Ça n’a pas marché visiblement. Sur les réseaux sociaux, l’on dénombre quelques partages d’un article de presse repris in extenso par une page qui compte pourtant près de quarante mille abonnés. Une cinquantaine tout au plus, contrairement à l’avant changement de cap, tel qu’on le lui a reproché, où une publication du célèbre chroniqueur du Quotidien d’Oran faisait des milliers de partages et autant de likes.
Au micro de France Culture, l’écrivain, désormais franco-algérien – Banco ! C’est dans la poche – a plaidé «pour un consensus politique entre le pouvoir en place et le Hirak». Et de poursuivre : «Je dois bien avouer que les autorités algériennes gèrent plutôt bien la crise sanitaire», considérant, par ailleurs, que «toute la communication autour de la pandémie a été, et reste, bien gérée», avec «un bilan», dira-t-il, dans la posture d’un citoyen lambda, «bon, étonnamment bon».
L’auteur de Meursault, contre-enquête, qui a incontestablement du talent, beaucoup de talent, mais qui a su aussi, lorsqu’il débarqua à Paris, taper à la bonne porte, celle d’une certaine élite, un conglomérat sous l’égide d’une entité qui a le pouvoir de nommer roi qui elle veut sous réserve de loyauté à toute épreuve, a gardé une certaine hargne. Chez France Culture, il a dénoncé avec, en filigrane, une bonne dose de populisme, un trait de caractère que l’on ne lui connaît pas jusqu’ici, «toute les arrestations politiques» tout en se disant «solidaire avec ceux qui sont en prison, y compris ceux dont on ne parle jamais car ils n’ont pas de relais dans les médias».

→ CONSIGNE 1: Relevez dans les enregistrements chaque ligne qui contient la chaîne "bridge", puis recopiez-la.
Cet extrait n'a aucun rapport avec les enregistrements.

→ DONNÉES DE L'EXERCICE:
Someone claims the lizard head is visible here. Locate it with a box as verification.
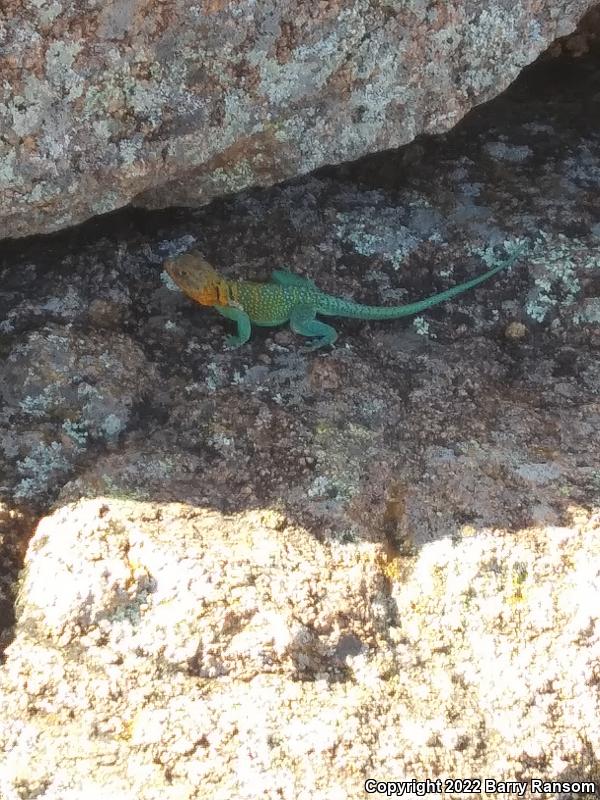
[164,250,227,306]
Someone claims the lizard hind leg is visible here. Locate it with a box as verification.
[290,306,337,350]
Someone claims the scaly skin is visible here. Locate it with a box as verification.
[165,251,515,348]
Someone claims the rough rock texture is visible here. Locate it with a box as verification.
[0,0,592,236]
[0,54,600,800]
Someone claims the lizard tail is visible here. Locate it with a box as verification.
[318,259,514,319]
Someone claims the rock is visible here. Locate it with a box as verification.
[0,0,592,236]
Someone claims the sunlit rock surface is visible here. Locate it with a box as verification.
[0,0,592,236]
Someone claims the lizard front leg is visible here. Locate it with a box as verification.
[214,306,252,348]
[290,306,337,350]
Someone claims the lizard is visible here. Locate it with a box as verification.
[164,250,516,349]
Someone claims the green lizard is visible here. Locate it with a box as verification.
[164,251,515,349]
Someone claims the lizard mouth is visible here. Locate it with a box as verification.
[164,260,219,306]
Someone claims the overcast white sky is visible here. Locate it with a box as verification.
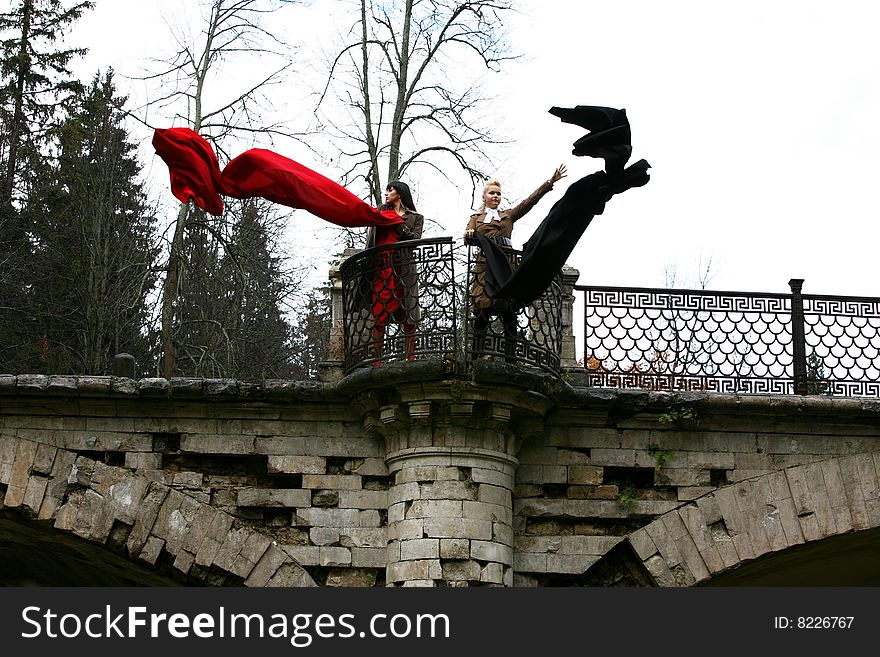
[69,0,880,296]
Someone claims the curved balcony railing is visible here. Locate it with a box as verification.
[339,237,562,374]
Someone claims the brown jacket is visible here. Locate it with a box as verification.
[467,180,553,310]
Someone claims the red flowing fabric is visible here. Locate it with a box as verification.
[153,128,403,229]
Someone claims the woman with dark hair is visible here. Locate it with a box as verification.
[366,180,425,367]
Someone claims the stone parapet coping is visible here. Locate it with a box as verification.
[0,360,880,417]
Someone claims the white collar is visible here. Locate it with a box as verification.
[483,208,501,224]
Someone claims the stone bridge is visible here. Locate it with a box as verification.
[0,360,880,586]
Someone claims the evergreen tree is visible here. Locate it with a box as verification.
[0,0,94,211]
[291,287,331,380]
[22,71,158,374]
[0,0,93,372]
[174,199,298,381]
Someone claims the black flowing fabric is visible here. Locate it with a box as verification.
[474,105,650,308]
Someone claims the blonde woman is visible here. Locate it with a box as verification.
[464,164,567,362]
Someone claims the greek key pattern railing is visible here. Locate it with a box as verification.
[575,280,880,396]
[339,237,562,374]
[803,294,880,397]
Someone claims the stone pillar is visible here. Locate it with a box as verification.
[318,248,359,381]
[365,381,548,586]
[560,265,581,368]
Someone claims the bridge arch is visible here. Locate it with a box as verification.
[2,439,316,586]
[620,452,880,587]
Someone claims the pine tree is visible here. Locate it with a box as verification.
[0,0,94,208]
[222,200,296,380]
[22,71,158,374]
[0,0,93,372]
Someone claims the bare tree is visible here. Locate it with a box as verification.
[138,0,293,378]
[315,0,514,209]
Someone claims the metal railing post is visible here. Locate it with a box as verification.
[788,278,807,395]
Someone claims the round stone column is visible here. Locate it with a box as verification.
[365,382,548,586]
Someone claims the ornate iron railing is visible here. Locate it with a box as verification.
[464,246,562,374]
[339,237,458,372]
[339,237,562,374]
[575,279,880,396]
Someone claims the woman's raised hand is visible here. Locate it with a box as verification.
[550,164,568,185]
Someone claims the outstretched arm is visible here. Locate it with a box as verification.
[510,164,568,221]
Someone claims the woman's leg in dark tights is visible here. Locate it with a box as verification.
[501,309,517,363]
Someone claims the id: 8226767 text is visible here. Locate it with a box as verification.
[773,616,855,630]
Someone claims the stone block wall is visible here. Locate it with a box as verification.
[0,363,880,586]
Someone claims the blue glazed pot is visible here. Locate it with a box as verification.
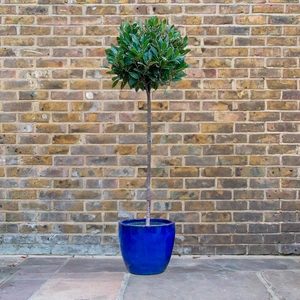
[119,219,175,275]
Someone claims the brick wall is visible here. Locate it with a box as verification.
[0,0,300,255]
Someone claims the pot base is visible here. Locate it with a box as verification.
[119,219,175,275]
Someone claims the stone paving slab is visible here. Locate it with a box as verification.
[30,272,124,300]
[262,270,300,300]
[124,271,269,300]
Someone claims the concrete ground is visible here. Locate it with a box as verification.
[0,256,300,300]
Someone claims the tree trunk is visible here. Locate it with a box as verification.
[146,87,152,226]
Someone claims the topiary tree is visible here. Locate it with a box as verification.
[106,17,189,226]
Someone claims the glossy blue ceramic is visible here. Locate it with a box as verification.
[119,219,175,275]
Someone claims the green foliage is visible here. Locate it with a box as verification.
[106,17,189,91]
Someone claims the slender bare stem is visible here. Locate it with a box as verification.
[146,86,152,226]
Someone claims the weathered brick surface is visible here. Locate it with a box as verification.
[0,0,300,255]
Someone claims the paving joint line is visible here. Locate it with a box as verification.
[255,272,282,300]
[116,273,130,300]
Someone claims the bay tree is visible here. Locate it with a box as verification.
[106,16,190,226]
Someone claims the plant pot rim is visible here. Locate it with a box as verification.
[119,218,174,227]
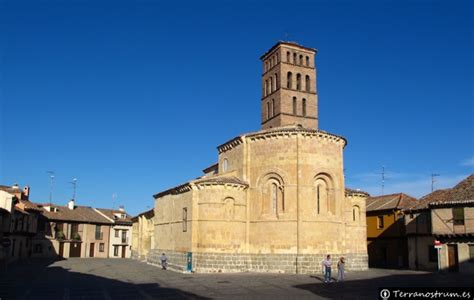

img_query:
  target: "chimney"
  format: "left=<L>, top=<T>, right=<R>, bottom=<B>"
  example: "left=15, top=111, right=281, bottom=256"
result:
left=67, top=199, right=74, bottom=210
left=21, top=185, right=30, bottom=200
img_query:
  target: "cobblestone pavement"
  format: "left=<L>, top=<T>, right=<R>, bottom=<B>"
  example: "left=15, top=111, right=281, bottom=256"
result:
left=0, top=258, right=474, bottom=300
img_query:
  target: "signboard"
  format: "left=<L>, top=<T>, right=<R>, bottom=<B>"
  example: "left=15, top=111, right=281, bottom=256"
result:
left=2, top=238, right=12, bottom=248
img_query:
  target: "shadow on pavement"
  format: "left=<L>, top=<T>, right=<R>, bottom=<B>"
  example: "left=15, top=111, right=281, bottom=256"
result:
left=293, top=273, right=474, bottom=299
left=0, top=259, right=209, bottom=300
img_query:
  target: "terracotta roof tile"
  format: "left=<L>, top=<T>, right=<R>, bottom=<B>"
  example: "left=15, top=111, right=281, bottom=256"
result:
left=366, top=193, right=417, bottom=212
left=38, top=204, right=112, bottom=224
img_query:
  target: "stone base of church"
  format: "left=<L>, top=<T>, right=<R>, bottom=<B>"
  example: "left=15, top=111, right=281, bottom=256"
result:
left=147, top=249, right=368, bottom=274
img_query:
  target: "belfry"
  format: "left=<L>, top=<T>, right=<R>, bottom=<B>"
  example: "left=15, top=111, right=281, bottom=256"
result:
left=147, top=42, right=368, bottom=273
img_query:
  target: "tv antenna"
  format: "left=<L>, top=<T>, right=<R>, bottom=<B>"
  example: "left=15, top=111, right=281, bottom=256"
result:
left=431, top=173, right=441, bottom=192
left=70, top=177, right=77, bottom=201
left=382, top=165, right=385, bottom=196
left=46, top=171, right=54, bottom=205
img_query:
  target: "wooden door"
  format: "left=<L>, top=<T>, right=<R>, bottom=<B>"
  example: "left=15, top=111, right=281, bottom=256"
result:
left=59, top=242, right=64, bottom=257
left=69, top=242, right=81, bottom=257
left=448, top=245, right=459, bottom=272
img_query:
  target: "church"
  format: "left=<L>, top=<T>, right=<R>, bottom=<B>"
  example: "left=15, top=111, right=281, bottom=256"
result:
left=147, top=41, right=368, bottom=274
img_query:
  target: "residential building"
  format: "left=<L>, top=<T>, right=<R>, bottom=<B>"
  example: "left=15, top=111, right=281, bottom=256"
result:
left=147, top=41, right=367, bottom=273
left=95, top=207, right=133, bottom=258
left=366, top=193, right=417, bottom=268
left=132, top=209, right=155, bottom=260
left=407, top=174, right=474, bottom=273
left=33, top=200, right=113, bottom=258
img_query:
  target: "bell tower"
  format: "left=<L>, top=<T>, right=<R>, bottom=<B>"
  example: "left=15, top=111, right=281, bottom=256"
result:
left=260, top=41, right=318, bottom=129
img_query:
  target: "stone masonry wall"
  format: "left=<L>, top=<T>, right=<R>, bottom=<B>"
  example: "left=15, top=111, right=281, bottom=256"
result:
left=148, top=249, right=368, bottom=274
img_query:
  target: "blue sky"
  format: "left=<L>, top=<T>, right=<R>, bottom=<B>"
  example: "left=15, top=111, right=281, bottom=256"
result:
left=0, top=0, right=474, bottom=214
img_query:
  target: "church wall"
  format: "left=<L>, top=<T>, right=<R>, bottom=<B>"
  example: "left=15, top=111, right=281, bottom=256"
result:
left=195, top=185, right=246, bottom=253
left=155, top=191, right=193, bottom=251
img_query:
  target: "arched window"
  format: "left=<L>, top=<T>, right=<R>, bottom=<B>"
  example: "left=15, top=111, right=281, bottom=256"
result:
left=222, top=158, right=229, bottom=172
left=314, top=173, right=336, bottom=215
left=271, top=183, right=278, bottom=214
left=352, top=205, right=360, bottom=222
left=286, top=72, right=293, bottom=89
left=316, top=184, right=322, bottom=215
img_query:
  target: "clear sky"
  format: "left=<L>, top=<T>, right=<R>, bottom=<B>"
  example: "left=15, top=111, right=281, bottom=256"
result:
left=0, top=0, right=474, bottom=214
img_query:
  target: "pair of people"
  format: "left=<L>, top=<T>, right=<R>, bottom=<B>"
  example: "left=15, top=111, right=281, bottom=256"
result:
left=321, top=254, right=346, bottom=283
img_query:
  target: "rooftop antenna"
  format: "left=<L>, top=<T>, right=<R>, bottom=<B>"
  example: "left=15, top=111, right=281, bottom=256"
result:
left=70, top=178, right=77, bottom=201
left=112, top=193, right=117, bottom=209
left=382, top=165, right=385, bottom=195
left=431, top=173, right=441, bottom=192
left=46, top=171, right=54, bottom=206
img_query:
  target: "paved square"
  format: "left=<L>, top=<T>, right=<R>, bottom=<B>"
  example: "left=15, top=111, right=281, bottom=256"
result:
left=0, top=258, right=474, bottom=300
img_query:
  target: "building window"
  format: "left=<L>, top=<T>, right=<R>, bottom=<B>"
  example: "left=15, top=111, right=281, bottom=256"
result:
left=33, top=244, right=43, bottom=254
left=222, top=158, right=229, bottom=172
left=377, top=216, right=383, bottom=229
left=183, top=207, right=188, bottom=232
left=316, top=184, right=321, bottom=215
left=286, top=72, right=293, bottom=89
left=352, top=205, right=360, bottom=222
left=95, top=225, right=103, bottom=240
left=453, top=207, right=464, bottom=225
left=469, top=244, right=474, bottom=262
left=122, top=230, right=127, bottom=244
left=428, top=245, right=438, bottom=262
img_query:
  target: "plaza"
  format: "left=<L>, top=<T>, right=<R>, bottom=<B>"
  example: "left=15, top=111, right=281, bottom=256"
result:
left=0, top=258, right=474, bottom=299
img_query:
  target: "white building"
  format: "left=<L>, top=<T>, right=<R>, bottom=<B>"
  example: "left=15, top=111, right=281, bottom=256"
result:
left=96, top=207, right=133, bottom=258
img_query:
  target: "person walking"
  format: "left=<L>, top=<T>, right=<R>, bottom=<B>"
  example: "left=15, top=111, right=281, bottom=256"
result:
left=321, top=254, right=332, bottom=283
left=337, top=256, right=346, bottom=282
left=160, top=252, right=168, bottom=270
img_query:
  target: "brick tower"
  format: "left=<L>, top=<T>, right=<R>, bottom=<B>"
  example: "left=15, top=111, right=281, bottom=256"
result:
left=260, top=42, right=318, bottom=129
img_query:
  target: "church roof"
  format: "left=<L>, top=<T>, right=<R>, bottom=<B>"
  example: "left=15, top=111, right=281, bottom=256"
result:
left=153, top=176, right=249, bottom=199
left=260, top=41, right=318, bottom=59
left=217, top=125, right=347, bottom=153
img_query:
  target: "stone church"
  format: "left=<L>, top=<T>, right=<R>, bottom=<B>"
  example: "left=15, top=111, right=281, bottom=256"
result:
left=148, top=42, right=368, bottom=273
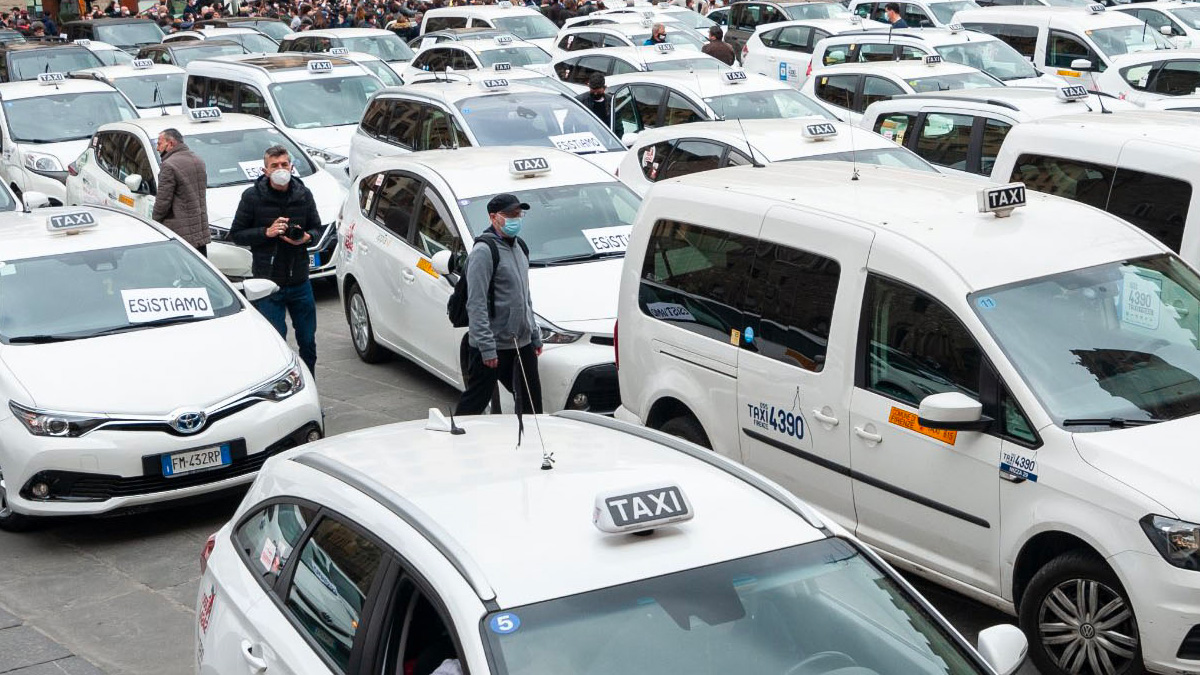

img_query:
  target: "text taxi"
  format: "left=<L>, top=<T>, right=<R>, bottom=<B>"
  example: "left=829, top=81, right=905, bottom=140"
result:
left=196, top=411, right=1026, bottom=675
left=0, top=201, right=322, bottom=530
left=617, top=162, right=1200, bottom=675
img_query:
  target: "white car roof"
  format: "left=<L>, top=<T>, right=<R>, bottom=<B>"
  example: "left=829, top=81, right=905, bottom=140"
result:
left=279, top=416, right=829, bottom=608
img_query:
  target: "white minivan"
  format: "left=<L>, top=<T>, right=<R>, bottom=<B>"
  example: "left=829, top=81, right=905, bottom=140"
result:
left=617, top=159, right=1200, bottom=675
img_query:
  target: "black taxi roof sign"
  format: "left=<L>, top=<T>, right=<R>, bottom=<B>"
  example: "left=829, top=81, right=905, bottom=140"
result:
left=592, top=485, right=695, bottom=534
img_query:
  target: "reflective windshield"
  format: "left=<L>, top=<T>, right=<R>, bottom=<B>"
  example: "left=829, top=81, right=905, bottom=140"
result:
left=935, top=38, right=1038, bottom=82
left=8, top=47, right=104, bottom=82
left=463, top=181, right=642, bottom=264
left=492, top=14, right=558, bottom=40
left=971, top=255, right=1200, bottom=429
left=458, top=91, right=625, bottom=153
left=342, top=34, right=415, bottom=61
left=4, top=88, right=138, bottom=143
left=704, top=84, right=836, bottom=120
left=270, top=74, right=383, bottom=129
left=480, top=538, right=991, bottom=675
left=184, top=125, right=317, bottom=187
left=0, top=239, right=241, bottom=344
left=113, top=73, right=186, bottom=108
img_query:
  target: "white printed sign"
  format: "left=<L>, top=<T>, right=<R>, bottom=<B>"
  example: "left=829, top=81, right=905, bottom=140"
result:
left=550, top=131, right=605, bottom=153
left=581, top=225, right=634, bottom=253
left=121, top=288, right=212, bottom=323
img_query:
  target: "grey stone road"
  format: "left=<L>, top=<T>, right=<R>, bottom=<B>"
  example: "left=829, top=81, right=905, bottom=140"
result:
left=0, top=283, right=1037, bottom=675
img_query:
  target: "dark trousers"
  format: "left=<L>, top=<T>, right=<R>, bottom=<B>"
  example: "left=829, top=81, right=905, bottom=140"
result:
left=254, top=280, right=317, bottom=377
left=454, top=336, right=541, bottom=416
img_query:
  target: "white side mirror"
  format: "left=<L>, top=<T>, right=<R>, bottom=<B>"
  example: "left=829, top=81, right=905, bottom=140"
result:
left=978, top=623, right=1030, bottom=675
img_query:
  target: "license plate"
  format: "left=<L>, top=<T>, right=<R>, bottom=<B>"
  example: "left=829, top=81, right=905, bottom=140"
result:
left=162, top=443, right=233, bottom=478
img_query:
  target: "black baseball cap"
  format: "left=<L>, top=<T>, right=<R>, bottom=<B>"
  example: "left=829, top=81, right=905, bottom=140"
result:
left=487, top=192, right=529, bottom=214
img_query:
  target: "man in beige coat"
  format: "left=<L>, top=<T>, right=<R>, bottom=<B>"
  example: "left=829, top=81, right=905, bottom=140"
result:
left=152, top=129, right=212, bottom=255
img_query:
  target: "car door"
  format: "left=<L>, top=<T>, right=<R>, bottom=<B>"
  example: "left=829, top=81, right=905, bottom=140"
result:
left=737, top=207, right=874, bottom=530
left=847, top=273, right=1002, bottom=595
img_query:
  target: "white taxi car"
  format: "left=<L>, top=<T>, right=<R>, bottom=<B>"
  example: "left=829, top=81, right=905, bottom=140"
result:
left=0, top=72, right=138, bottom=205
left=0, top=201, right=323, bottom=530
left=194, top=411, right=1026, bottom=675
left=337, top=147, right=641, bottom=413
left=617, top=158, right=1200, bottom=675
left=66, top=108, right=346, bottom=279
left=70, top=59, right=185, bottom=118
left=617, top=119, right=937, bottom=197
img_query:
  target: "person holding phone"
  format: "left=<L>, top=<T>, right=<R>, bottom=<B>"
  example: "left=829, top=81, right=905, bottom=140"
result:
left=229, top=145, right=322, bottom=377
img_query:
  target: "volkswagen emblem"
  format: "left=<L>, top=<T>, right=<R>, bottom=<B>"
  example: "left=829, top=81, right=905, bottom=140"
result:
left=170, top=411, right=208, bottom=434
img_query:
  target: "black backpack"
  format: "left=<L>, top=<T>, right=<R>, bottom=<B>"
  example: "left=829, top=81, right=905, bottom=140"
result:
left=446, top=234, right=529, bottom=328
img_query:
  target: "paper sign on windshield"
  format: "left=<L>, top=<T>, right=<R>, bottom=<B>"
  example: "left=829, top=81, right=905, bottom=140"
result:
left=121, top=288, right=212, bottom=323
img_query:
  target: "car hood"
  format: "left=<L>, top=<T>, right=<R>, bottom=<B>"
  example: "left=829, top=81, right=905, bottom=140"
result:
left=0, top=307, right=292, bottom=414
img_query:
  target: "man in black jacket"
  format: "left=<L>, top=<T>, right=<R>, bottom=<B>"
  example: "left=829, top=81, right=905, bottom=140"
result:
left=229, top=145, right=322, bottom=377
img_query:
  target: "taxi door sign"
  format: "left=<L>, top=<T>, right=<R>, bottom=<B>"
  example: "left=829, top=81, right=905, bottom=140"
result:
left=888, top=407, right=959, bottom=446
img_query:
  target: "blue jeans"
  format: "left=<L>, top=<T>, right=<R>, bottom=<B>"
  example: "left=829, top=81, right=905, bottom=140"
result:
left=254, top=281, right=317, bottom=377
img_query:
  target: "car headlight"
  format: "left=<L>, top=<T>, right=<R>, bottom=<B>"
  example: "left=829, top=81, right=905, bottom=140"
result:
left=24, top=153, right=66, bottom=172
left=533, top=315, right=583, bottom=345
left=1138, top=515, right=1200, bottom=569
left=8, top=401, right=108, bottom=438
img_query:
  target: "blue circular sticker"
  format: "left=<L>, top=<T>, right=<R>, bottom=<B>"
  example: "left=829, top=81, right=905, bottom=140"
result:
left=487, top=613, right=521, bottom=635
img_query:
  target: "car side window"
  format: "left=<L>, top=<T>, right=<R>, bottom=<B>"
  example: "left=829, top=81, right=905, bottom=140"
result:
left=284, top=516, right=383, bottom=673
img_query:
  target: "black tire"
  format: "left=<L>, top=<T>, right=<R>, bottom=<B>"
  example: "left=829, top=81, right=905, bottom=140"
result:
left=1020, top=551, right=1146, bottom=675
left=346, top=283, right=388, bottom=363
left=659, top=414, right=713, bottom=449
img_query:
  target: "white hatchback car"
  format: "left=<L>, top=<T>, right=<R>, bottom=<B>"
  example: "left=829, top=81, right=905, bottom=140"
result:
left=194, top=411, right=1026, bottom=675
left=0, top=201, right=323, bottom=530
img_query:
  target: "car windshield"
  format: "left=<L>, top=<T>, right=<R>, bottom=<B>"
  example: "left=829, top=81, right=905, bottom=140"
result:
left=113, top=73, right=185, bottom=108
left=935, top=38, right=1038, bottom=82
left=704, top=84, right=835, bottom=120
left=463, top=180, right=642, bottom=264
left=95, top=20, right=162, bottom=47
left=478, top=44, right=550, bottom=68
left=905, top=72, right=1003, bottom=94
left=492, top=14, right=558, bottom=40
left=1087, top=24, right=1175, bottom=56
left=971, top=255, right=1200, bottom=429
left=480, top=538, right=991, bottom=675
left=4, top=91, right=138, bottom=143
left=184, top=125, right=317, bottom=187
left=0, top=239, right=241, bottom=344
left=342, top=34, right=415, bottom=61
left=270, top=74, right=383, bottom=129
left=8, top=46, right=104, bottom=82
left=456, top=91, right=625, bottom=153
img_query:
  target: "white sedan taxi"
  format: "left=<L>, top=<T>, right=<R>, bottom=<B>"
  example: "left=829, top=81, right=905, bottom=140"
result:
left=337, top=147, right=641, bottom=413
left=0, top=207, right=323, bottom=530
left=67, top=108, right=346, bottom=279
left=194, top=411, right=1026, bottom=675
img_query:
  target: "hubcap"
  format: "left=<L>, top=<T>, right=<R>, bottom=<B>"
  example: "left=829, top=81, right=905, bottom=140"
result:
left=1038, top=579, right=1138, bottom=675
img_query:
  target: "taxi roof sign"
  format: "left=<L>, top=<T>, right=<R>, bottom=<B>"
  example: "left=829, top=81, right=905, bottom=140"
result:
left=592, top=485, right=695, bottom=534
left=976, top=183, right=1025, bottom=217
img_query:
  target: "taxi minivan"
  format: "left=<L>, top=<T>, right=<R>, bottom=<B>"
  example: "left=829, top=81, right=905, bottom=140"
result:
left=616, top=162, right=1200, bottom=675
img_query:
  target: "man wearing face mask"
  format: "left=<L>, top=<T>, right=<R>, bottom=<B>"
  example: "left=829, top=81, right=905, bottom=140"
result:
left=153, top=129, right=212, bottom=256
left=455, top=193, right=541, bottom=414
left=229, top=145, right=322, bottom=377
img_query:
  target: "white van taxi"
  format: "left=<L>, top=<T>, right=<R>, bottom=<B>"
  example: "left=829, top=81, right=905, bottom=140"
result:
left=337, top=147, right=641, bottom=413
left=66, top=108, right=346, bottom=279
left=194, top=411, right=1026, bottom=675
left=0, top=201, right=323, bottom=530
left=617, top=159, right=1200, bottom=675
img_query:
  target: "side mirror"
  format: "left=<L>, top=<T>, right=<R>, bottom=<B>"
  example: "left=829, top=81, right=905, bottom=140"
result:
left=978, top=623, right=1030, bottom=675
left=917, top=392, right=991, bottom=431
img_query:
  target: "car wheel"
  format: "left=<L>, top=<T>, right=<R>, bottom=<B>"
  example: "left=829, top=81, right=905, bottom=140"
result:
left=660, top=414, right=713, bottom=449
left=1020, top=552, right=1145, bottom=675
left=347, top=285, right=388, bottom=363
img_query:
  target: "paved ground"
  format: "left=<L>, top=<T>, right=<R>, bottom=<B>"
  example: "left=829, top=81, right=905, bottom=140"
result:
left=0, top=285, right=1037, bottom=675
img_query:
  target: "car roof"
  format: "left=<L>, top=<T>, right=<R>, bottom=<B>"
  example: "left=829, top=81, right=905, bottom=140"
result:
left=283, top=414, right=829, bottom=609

→ CONSIGNE 2: Poursuivez l'extrait sur l'auteur de Meursault, contre-enquête et son passage sur France Culture, en reprenant juste après sa dernière phrase.

→ RÉSULTAT 1:
Someone claims the stone bridge is visible here. Locate it with a box as verification.
Someone claims the bridge arch is visible here. Locate it with a box as verification.

→ RÉSULTAT 2:
Pour Kamel Daoud, «la situation n’est pas aussi simple». Il dit : «Il n’y a pas d’un côté un régime dur et de l’autre un courant qui veut démocratiser le pays. Je pense qu’on a de part et d’autre des radicalités qui s’opposent et nous avons aussi de bonnes volontés de part et d’autre qui pourraient travailler ensemble et dégager un consensus.»
Kamel Daoud a parlé alors que le pouvoir vient d’accentuer sa logique autoritaire qui laisse présager après le retour à la vie à peu normale une aggravation des menaces sur les libertés d’expression et de manifester, celle de la presse ayant déjà pris un sacré coup.
Difficile de ne pas y voir de l’ambition, un appel du pied ou, carrément, une offre de service de la part du prudent équilibriste qui se fut dit «pas hostile à l’idée de devenir président de la République si l’occasion se présentait», le 17 février 2017 dans les colonnes du journal Libération.
Sommes-nous face à la modicité de la cause de tous ceux qui (avaient) connaissance – [Ignobilitatis tegendæ causa omnes conscios] –, comme l’eut mentionné la littérature latine.
L’histoire et la mémoire du peuple jugeront. Si ce n’est déjà fait.
M. S.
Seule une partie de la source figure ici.